READING PASSAGE =>
=-=-=

And what are these spectres? They are all punctuation marks. Yes, this really is a story about punctuation – and first to disturb Perekladin’s sleep is a crowd of fiery, flying commas, which Perekladin banishes by repeating the rules he knows for using them. Then come full stops; colons and semicolons; question marks. Again, he keeps his head and sends them away. But then a question mark unbends itself, straightens up – and Perekladin realises he is stumped. In forty years he has had no reason to use an exclamation mark! He has no idea what it is for. The inference for the reader is clear: nothing of any emotional significance has ever happened to Perekladin. Nothing relating, in any case, to the “delight, indignation, joy, rage and other feelings” an exclamation mark is in the business of denoting.
As epiphanies go, this isn’t quite the same as seeing Tiny Tim’s ownerless crutch propped in the inglenook, but Perekladin is affected none the less.
The poor pen-pusher felt cold and ill at ease, as if he had caught typhus. The exclamation mark was no longer standing behind his closed eyes but in front of him, in the room, by his wife’s dressing-table, and it was winking at him mockingly.
Translation: Harvey Pitcher in Chekhov,
The Comic Stories, 1998
What can poor Perekladin do? When he hails a cab on Christmas Day, he spots immediately that the driver is an exclamation mark. Things are getting out of hand. At the home of his “chief”, the doorman is another exclamation mark. It is time to take a stand – and, signing himself into the visitors’ book at his chief’s house, Perekladin suddenly sees the way. Defiantly he writes his name, “Collegiate Secretary Yefim Perekladin” and adds three exclamation marks, “!!!”
And as he wrote those three marks, he felt delight and indignation, he was joyful and he seethed with rage.
“Take that, take that!” he muttered, pressing down hard on the pen.
And the phantom exclamation mark disappears.
Most of us can’t remember a time before we learned to punctuate. We perhaps remember learning to read and to spell, but not the moment when we found out that adding the symbol “!” to a sentence somehow changed the tone of voice it was read in. Luckily we are taught such stuff when we are young enough not to ask awkward questions, because the way this symbol “!” turns “I can’t believe it” into “I can’t believe it!” is the sort of dizzying convention that requires to be taken absolutely on trust. Of my own exclamation-mark history (which is not one to be proud of) all I can clearly recollect of its early days is that the standard keyboard of a manual typewriter in the 1970s – on which I did my first typing – did not offer an exclamation mark. You had to type a full stop, then back-space and type an apostrophe on top of it. Quite a deterrent to expressive punctuation, Mister Remington. But in fact, of course, all one’s resourceful back-space/shift-key efforts only added to the satisfaction of seeing the emphatic little black blighter sitting cheerfully on the page.
This chapter is about expressive, attention-seeking punctuation – punctuation that cuts a dash; punctuation that can’t help saying it with knobs on, such as the exclamation mark, the dash, the italic. Of course the effect of such marks can be overrelied on; of course they are condemned by Gertrude Stein (strange woman). Yet I can’t help thinking, in its defence, that our system of punctuation is limited enough already without us dismissing half of it as rubbish. I say we should remember the fine example of Perekladin, who found catharsis in an exclamation mark, and also of the French 19th-century novelist Victor Hugo, who – when he wanted to know how Les Misérables was selling – reportedly telegraphed his publisher with the simple i
nquiry “?” and received the expressive reply “!”

=-=-=

LISTED ENTRIES =>
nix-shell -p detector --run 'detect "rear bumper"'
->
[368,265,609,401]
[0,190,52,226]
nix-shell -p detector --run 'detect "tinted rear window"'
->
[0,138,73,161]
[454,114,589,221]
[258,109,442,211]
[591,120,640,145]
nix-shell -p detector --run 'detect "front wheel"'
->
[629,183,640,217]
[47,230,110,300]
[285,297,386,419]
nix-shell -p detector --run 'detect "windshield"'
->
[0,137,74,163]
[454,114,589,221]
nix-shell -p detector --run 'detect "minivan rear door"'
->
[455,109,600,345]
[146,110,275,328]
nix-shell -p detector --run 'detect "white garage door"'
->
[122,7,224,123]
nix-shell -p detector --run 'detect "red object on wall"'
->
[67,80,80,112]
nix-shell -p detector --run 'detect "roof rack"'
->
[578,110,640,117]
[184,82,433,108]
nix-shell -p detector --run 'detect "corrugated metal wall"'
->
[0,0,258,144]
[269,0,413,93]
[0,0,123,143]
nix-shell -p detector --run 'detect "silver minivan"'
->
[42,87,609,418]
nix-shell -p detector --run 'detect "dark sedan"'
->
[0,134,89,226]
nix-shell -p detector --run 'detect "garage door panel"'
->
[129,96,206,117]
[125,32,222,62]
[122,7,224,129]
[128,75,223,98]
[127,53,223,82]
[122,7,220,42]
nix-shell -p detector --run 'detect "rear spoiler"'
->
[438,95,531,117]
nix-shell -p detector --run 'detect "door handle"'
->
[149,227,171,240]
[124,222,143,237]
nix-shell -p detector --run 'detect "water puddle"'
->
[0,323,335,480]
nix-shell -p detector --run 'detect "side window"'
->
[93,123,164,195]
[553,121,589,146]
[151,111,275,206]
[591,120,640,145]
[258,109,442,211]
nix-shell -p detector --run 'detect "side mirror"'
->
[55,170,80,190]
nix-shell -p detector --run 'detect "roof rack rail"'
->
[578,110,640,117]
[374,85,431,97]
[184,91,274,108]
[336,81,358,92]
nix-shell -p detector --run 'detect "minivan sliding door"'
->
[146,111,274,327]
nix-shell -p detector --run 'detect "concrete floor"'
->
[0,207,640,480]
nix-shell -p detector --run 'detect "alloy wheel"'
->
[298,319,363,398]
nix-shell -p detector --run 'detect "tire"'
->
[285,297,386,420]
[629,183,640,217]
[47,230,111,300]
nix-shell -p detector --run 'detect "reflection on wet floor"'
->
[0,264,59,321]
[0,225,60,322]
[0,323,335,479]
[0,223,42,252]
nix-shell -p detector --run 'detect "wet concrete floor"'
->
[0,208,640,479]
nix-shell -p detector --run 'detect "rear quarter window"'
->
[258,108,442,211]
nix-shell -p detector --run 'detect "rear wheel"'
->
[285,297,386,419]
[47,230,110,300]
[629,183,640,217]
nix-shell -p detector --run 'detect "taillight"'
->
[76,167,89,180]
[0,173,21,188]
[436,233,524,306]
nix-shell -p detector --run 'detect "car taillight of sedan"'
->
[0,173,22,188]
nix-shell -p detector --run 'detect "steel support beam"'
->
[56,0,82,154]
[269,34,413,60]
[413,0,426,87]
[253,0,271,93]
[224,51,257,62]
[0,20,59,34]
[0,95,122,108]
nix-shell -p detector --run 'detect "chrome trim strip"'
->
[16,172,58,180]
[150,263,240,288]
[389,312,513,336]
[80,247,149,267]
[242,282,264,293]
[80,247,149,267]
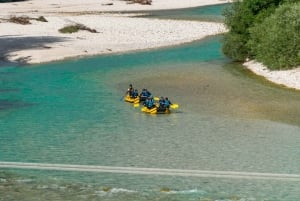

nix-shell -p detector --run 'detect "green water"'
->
[0,3,300,201]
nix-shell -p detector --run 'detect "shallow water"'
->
[0,3,300,201]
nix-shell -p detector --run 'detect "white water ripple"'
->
[0,161,300,181]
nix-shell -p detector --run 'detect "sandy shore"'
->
[0,0,300,89]
[244,61,300,90]
[0,0,230,64]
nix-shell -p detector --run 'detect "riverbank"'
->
[244,61,300,90]
[0,0,227,64]
[0,0,300,89]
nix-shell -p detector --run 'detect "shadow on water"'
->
[0,35,68,67]
[0,100,31,111]
[224,63,300,126]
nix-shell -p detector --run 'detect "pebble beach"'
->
[0,0,300,89]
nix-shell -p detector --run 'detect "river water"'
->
[0,3,300,201]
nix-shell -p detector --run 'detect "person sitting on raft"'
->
[140,89,151,101]
[125,84,134,97]
[164,97,172,109]
[132,89,139,98]
[144,97,155,109]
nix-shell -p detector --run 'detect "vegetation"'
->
[223,0,300,68]
[8,16,31,25]
[8,16,48,25]
[247,3,300,69]
[58,24,97,33]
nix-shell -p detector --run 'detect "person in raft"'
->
[126,84,134,97]
[144,97,155,109]
[164,97,172,109]
[140,89,151,101]
[132,89,139,98]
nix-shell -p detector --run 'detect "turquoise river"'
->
[0,3,300,201]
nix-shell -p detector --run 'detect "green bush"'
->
[58,25,79,33]
[247,3,300,69]
[223,0,299,61]
[58,24,97,33]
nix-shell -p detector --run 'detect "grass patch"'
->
[36,16,48,22]
[8,16,31,25]
[58,24,97,33]
[8,16,48,25]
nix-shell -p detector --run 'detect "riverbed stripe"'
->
[0,162,300,181]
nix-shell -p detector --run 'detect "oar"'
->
[170,104,179,109]
[153,97,159,101]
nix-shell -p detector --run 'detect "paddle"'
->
[153,97,159,101]
[170,104,179,109]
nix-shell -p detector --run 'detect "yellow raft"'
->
[124,95,140,103]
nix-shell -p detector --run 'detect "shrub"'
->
[247,3,300,69]
[223,0,299,61]
[36,16,48,22]
[8,16,31,25]
[58,24,97,33]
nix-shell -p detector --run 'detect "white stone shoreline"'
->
[0,0,226,64]
[244,61,300,90]
[0,0,300,90]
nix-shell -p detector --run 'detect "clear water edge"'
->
[0,3,300,201]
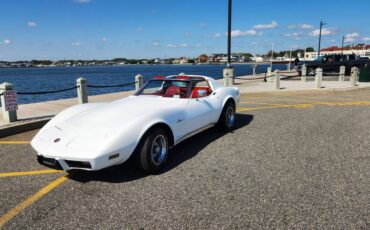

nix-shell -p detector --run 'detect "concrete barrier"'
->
[76,77,89,104]
[223,67,234,86]
[0,82,17,124]
[350,67,359,87]
[135,74,143,91]
[315,68,322,89]
[301,64,307,82]
[274,70,280,90]
[338,65,346,81]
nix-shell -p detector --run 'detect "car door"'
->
[183,83,222,133]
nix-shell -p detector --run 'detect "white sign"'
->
[3,90,18,111]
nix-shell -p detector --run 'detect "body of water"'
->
[0,64,286,104]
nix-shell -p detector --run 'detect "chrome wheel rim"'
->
[226,107,235,127]
[151,135,167,165]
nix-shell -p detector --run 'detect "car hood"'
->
[31,96,186,156]
[65,96,180,130]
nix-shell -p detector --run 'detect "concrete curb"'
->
[0,117,52,138]
[240,86,370,95]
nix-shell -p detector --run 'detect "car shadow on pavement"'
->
[69,113,253,183]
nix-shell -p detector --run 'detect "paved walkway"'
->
[0,73,370,128]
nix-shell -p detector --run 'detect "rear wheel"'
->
[139,128,169,173]
[217,101,235,131]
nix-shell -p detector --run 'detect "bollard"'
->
[135,74,143,91]
[315,68,322,89]
[224,67,234,86]
[76,77,89,104]
[350,67,359,87]
[0,82,18,123]
[338,65,346,81]
[253,64,258,77]
[274,70,280,90]
[301,64,307,82]
[266,67,274,82]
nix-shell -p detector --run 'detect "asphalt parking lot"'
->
[0,90,370,229]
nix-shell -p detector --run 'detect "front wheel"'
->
[217,101,235,131]
[139,129,169,174]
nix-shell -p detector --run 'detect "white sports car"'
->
[31,75,239,173]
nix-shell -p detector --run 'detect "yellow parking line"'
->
[0,175,68,228]
[239,101,283,105]
[0,169,63,177]
[0,141,31,145]
[236,101,370,112]
[242,95,317,102]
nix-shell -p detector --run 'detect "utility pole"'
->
[342,36,344,56]
[223,0,235,86]
[270,43,274,69]
[227,0,232,68]
[317,20,326,57]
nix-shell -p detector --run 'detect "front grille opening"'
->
[65,160,91,169]
[37,156,62,169]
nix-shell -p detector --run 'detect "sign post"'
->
[0,82,18,123]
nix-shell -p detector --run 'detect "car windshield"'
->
[136,79,190,98]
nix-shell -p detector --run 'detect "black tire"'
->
[217,101,235,132]
[138,128,169,174]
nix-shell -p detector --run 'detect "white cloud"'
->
[310,28,335,36]
[27,21,37,28]
[287,23,314,30]
[298,24,313,30]
[71,42,82,47]
[74,0,91,4]
[231,30,262,37]
[167,44,177,48]
[199,22,208,27]
[253,21,278,30]
[213,33,221,38]
[344,32,360,42]
[3,39,12,45]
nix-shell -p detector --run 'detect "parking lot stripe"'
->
[236,101,370,112]
[0,169,64,177]
[0,141,31,145]
[0,175,68,228]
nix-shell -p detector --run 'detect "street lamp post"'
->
[227,0,232,68]
[317,20,326,57]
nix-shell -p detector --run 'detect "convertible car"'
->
[31,75,239,173]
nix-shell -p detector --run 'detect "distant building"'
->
[198,54,208,63]
[304,45,370,60]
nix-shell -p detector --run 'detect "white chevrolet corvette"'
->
[31,75,239,173]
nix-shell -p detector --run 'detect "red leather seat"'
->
[164,86,180,97]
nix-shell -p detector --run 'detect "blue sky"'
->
[0,0,370,60]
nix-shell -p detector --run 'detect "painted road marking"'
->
[0,175,68,228]
[0,169,64,177]
[236,101,370,112]
[0,141,31,145]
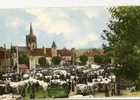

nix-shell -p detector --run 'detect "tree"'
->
[52,56,61,65]
[18,54,29,66]
[80,55,88,65]
[38,57,48,67]
[102,6,140,83]
[94,55,104,64]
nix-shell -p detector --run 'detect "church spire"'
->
[30,23,33,35]
[52,41,56,48]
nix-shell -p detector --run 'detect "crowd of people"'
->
[0,65,116,98]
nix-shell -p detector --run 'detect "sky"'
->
[0,6,110,48]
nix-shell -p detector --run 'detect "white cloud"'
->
[6,17,23,30]
[26,7,106,48]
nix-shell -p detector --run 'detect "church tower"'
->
[52,41,57,57]
[26,24,37,49]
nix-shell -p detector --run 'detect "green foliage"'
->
[80,55,88,65]
[47,86,68,98]
[94,55,111,64]
[102,6,140,82]
[52,56,61,65]
[94,55,103,64]
[18,54,29,66]
[38,57,49,66]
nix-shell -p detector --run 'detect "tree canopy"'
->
[102,6,140,81]
[80,55,88,65]
[18,54,29,66]
[52,56,61,65]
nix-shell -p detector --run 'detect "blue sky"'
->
[0,6,110,48]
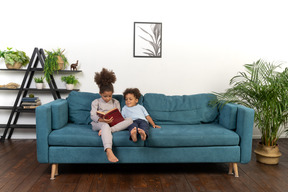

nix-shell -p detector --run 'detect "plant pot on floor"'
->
[254,143,282,165]
[66,84,74,90]
[35,83,44,89]
[6,62,22,69]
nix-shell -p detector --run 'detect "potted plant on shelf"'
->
[214,59,288,164]
[0,47,30,69]
[61,75,79,90]
[44,48,68,83]
[34,77,44,89]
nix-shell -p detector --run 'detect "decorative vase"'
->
[66,84,74,90]
[35,83,44,89]
[6,62,22,69]
[57,56,65,70]
[254,143,282,165]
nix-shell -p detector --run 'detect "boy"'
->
[122,88,161,142]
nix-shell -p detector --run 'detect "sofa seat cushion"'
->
[146,123,240,147]
[49,123,144,147]
[144,93,218,125]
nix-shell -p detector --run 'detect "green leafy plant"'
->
[61,75,79,85]
[214,59,288,146]
[0,47,30,67]
[34,77,44,83]
[44,48,68,83]
[139,24,162,56]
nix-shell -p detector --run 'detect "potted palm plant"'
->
[44,48,68,83]
[214,59,288,164]
[61,75,79,90]
[34,77,44,89]
[0,47,30,69]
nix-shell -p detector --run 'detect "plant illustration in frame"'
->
[134,22,162,58]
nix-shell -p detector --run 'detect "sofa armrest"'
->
[219,103,238,130]
[236,105,254,163]
[219,103,254,163]
[36,99,68,163]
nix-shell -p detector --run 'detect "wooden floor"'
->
[0,139,288,192]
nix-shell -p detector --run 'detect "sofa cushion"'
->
[66,91,143,125]
[144,93,218,125]
[146,123,239,147]
[49,123,144,147]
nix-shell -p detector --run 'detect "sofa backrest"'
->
[144,93,218,124]
[66,91,143,124]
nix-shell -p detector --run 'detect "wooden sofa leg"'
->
[228,163,233,175]
[50,163,58,180]
[55,164,59,176]
[233,163,239,177]
[228,163,239,177]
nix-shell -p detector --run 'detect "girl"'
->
[90,68,133,163]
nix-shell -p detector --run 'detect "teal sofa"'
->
[36,91,254,179]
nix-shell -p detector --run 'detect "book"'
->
[23,106,38,109]
[96,108,124,127]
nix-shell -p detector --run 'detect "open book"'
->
[97,108,124,127]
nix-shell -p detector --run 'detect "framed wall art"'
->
[133,22,162,58]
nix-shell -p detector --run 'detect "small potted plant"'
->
[61,75,79,90]
[34,77,44,89]
[44,48,68,83]
[0,47,30,69]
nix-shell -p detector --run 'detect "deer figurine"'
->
[70,60,78,71]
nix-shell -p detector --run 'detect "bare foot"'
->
[138,128,146,141]
[106,148,119,163]
[131,127,137,142]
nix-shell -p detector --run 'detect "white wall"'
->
[0,0,288,138]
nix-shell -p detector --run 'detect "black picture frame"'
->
[133,22,162,58]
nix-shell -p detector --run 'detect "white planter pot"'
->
[35,83,44,89]
[66,84,74,90]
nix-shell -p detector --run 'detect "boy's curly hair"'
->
[123,88,141,99]
[94,68,116,93]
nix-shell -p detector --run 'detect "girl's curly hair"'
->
[94,68,116,93]
[123,88,141,99]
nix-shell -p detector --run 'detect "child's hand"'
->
[103,117,113,123]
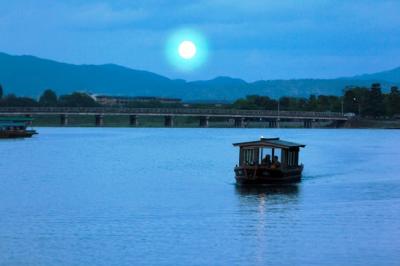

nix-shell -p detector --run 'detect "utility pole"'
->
[277,98,281,128]
[341,96,344,116]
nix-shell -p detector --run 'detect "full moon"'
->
[178,41,197,59]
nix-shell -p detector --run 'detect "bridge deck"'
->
[0,107,348,120]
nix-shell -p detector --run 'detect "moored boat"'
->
[0,117,37,138]
[233,138,305,184]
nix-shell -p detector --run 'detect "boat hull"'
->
[235,166,303,185]
[0,130,37,139]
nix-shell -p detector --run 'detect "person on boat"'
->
[271,156,281,168]
[261,154,271,167]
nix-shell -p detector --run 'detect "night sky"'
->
[0,0,400,81]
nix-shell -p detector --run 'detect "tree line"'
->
[0,83,400,118]
[0,88,100,107]
[232,83,400,118]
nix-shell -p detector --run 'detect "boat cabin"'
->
[233,138,305,183]
[0,117,37,138]
[233,138,305,168]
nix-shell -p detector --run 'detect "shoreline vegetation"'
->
[0,83,400,128]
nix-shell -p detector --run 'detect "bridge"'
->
[0,107,348,128]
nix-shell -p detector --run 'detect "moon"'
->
[178,41,197,60]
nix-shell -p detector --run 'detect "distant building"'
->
[93,95,182,106]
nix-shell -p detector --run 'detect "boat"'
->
[0,117,37,139]
[233,137,305,185]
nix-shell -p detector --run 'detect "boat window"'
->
[241,148,259,165]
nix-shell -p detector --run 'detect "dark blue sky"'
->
[0,0,400,80]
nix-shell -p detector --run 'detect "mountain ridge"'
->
[0,52,400,101]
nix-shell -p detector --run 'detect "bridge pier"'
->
[235,117,244,128]
[164,115,174,127]
[129,115,139,127]
[304,119,312,128]
[95,115,104,127]
[199,116,210,127]
[25,114,32,126]
[60,114,69,126]
[268,120,279,128]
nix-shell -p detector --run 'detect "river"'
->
[0,128,400,265]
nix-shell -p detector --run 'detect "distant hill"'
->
[354,67,400,83]
[0,53,400,101]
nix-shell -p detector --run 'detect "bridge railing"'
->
[0,107,344,118]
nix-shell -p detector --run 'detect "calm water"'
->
[0,128,400,265]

=-=-=

WRITTEN PROBLEM =>
Write the next part of the passage about expressive punctuation and the exclamation mark, picking up after its final sentence. The rows are separate from the text above and aren't part of it.

RESULT =>
Everyone knows the exclamation mark – or exclamation point, as it is known in America. It comes at the end of a sentence, is unignorable and hopelessly heavy-handed, and is known in the newspaper world as a screamer, a gasper, a startler or (sorry) a dog’s cock. Here’s one! And here’s another! In humorous writing, the exclamation mark is the equivalent of canned laughter (F. Scott Fitzgerald – that well-known knockabout gag-man – said it was like laughing at your own jokes), and I can attest there is only one thing more mortifying than having an exclamation mark removed by an editor: an exclamation mark added in.
Despite all the efforts of typewriter manufacturers, you see, the exclamation mark has refused to die out. Introduced by humanist printers in the 15th century, it was known as “the note of admiration” until the mid 17th century, and was defined – in a lavishly titled 1680 book Treatise of Stops, Points, or Pauses, and of Notes which are used in Writing and Print; Both very necessary to be well known And the Use of each to be carefully taught – in the following rhyming way:
This stop denotes our Suddain Admiration,
Of what we Read, or Write, or giv Relation,
And is always cal’d an Exclamation.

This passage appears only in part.